[Point localization data]
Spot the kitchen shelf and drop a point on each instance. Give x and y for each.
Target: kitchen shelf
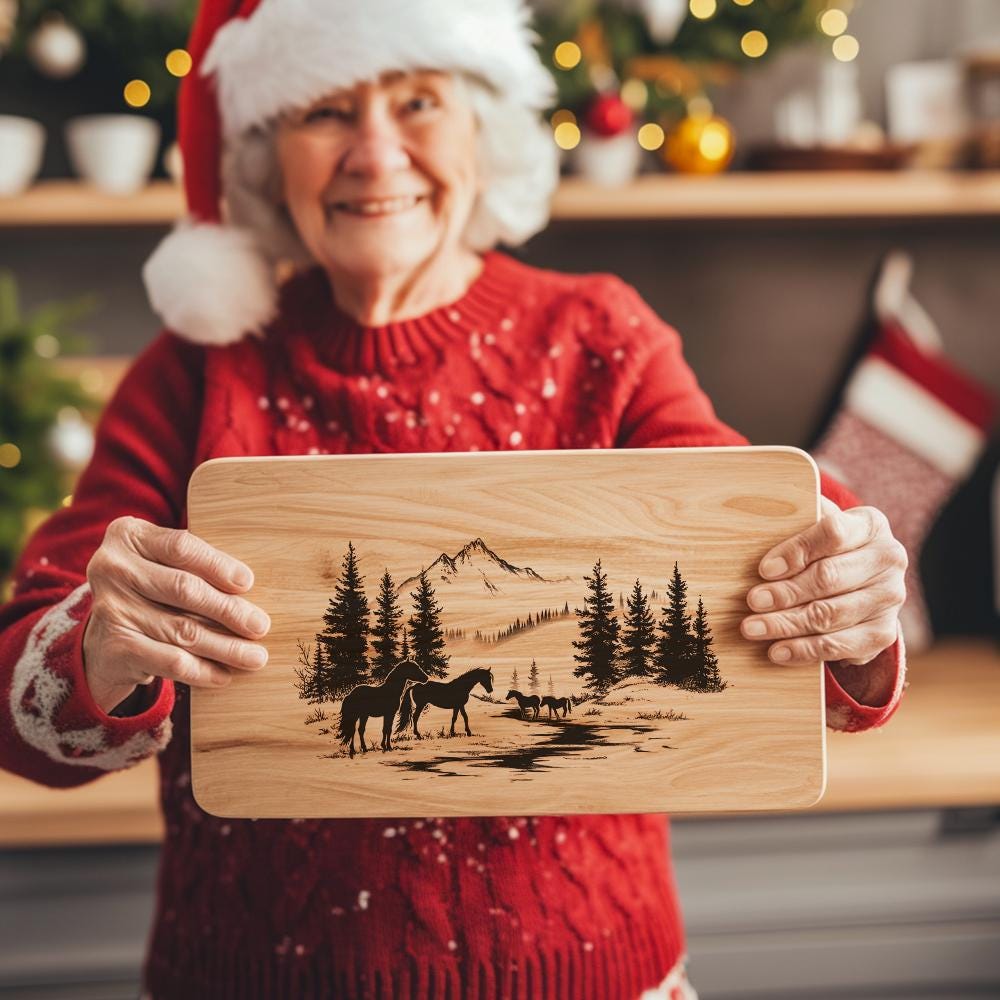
(786, 195)
(941, 749)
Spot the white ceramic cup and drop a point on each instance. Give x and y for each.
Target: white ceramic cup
(114, 152)
(22, 141)
(610, 161)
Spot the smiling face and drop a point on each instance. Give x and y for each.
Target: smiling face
(380, 178)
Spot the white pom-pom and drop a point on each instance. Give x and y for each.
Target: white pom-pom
(210, 284)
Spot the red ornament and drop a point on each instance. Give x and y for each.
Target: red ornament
(608, 115)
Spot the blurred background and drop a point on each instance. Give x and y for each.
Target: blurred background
(808, 190)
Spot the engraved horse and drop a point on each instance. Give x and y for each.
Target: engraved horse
(524, 702)
(376, 699)
(555, 705)
(451, 694)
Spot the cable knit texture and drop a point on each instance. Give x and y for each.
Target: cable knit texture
(569, 907)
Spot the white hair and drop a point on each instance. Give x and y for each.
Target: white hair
(516, 157)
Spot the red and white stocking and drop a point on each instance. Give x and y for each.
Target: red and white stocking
(909, 430)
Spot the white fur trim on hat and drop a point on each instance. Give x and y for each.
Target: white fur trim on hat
(210, 283)
(289, 53)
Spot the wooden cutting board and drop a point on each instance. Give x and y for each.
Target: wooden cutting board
(541, 563)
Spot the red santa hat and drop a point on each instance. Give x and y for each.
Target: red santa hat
(252, 59)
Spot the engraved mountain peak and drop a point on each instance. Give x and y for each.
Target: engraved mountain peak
(477, 558)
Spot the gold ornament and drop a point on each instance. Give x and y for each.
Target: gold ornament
(699, 145)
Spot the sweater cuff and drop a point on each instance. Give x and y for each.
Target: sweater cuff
(54, 711)
(887, 671)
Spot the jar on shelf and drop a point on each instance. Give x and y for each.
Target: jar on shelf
(982, 70)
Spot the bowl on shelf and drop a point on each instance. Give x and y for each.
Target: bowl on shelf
(23, 141)
(116, 153)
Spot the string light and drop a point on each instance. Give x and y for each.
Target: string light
(567, 135)
(699, 107)
(702, 9)
(178, 62)
(833, 22)
(634, 93)
(650, 136)
(562, 115)
(754, 44)
(137, 93)
(714, 141)
(846, 48)
(567, 55)
(10, 455)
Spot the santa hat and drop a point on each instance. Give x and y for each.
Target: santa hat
(252, 59)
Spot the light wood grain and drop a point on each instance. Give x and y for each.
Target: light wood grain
(784, 195)
(716, 511)
(942, 748)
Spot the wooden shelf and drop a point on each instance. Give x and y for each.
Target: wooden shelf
(942, 748)
(807, 195)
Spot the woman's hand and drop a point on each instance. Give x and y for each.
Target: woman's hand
(835, 592)
(157, 593)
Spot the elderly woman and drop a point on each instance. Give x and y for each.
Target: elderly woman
(373, 154)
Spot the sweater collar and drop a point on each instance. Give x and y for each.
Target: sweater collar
(307, 307)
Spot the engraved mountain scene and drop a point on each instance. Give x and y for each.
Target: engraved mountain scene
(479, 660)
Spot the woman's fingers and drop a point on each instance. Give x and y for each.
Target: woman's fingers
(198, 637)
(139, 657)
(826, 577)
(180, 589)
(179, 548)
(835, 532)
(857, 644)
(828, 614)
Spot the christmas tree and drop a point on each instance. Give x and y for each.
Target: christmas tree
(599, 630)
(704, 675)
(388, 615)
(345, 637)
(638, 636)
(44, 438)
(674, 650)
(533, 678)
(426, 634)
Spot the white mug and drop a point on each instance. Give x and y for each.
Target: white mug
(22, 141)
(114, 152)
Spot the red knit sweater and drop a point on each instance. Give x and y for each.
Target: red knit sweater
(569, 907)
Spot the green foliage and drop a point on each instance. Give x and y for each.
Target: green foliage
(125, 39)
(32, 394)
(710, 48)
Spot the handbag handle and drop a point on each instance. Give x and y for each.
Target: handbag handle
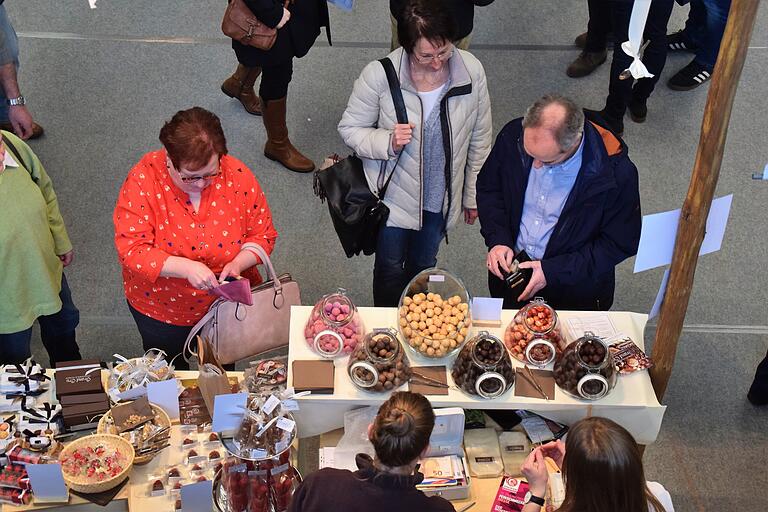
(401, 113)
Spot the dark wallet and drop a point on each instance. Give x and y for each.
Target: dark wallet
(517, 279)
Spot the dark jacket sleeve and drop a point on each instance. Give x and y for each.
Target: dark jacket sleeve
(494, 222)
(618, 239)
(269, 12)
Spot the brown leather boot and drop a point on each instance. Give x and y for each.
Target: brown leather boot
(586, 63)
(278, 146)
(240, 87)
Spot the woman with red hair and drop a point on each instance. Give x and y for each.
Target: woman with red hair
(187, 217)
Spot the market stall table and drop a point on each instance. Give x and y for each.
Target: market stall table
(632, 403)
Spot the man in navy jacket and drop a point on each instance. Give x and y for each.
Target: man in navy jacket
(578, 216)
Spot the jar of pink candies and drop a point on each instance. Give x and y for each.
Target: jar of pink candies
(334, 327)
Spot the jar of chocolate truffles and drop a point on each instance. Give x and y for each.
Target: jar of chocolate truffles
(586, 369)
(334, 327)
(483, 367)
(379, 363)
(534, 335)
(433, 314)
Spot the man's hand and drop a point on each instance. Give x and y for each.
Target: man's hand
(499, 256)
(66, 258)
(402, 135)
(21, 120)
(537, 282)
(286, 17)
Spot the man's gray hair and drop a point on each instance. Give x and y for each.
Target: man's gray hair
(569, 132)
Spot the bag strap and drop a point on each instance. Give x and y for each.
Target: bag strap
(401, 113)
(15, 152)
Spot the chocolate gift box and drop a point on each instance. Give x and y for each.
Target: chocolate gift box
(78, 377)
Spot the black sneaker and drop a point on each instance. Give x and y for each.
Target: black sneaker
(677, 42)
(690, 77)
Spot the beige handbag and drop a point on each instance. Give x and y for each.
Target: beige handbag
(237, 331)
(212, 379)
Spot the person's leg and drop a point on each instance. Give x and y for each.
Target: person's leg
(14, 347)
(709, 45)
(273, 91)
(166, 337)
(424, 244)
(388, 267)
(758, 391)
(655, 55)
(57, 331)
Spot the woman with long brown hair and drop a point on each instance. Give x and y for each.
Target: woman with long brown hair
(400, 437)
(602, 470)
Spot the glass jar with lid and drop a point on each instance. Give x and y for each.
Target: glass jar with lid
(534, 334)
(434, 315)
(586, 369)
(334, 327)
(483, 368)
(378, 363)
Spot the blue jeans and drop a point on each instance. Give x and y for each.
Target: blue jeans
(403, 253)
(9, 52)
(57, 332)
(704, 29)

◆ Task prompt
Starting at the line above that holds "Spot the green", repeat every line exactly down to and including the line that holds "Spot the black", then stop. Do not carry over any pictures.

◆ Exercise result
Spot the green foliage and drop a point on each instance. Give x and y for each.
Target: green foliage
(125, 39)
(32, 394)
(710, 48)
Spot the handbag handle and drop a point on each instance. Give x and y for each.
Target: handbag handle
(401, 113)
Spot the dark wallet and drop a point on each instance. Give x and y for each.
Target: dark wallet
(517, 279)
Spot the dark jacket sleeve and drop a point on each instance. Give x and y for each.
Target: dark jacket sleeve
(494, 222)
(618, 239)
(269, 12)
Spot the brown leather boot and drop a point on each instance. Give x and y for each.
Target: brown leather boot
(586, 63)
(278, 146)
(240, 87)
Spot the woman with red hair and drop a point on each instance. Give x and y for each.
Target: woman with red hair
(187, 217)
Spot the market stall table and drop a point on each instance. Give x and y for each.
Target: market stall table
(632, 403)
Spot the man in navy jacket and drop a point on each instance. Give x and y for each.
Target: man in navy jacket
(578, 216)
Spot the jar of pink candies and drop a point on each instance. Give x and y for each.
Target: jar of pink candies
(334, 327)
Spot the jar of chocolate truffles and drop a point on each instance. Give x and y for each.
Target: jar of chocolate truffles
(586, 369)
(334, 327)
(483, 367)
(379, 363)
(534, 335)
(433, 314)
Spot the man's hand and drop a point on each instance. Give x and y for each.
Target: man's hand
(499, 256)
(66, 258)
(402, 135)
(21, 120)
(537, 282)
(286, 17)
Spot the man's gray hair and drop a point on each instance. Give x and y for each.
Target: man's gray hair
(569, 132)
Spot the bag strap and drop a point on each instance. Give x and y for each.
Target: bag strap
(401, 113)
(15, 152)
Spot the chocolate gift box and drop a point on each instance. Give x and y for each.
Target: chocolate gift box
(78, 377)
Spot the black sneaker and drop a point on each instance. Give x and y for each.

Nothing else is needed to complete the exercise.